**Passage given**

# # # # # # #

Employer-sponsored insurance, part II: If you can’t be with the coverage you love, love the one you’re with

By Thomas P. Miller

The stubborn stickiness of employer-sponsored insurance as the predominant form of private coverage for many decades has been maintained by more than just the structural frictions of our fragmented political system. As noted in part I, employer-sponsored health insurance may be the worst form of coverage within the US health system, except for all the others (to borrow the formulaic Churchill cliché to explain the survival of democracy). Let’s review the enduring ties that bind workers (and their dependents) to getting insurance at the office.

  • Keeping up appearances: The political optics of routing even more of our health care financing transactions through government budgets and bureaucracies are unsightly. Keeping “private” money (from the employer sector) on the table remains preferable to raising taxes or borrowing even more from the future — particularly when politicians still can influence where it flows without taking the primary heat for making ends meet and managing disappointments. Outsourcing the blame while claiming the gains remains the strategic goal for most officeholders.
  • Redistribution only works in limited doses. We might be tempted to promise to cross-subsidize almost everyone’s health care spending more generously, but it does not work mathematically or politically for very long, if at all. Someone has to pay more if others get to pay less. The employer-based portion of our health care system helps camouflage the flow of funds from one set of pockets to many other ones.
  • Most workers may complain periodically about their annoying experiences with the health care sector and its relatively high costs, but far fewer are eager to take more direct responsibility in managing their selection of benefits and providers prospectively and extensively. Prescreening partners and agents, negotiating contractual arrangements, and monitoring performance is hard work — for someone else.
  • Occasional calls for greater transparency and cost discipline do not gain much support from the workers who purportedly would benefit from it. The temptation to seek marginally better deals, in terms of greater benefits seemingly paid for mostly by someone else, usually suffices to delay the competing reformist daydreams of armchair economists.

# # # # # # #

**Provided data**

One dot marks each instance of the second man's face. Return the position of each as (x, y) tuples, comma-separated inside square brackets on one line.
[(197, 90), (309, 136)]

# # # # # # #

**Job**
Translate this sentence from the article on employer-sponsored insurance into Spanish: "Someone has to pay more if others get to pay less." The listing has no connection to the article on employer-sponsored insurance.

**Expected answer**
Alguien tiene que pagar más si otros pueden pagar menos.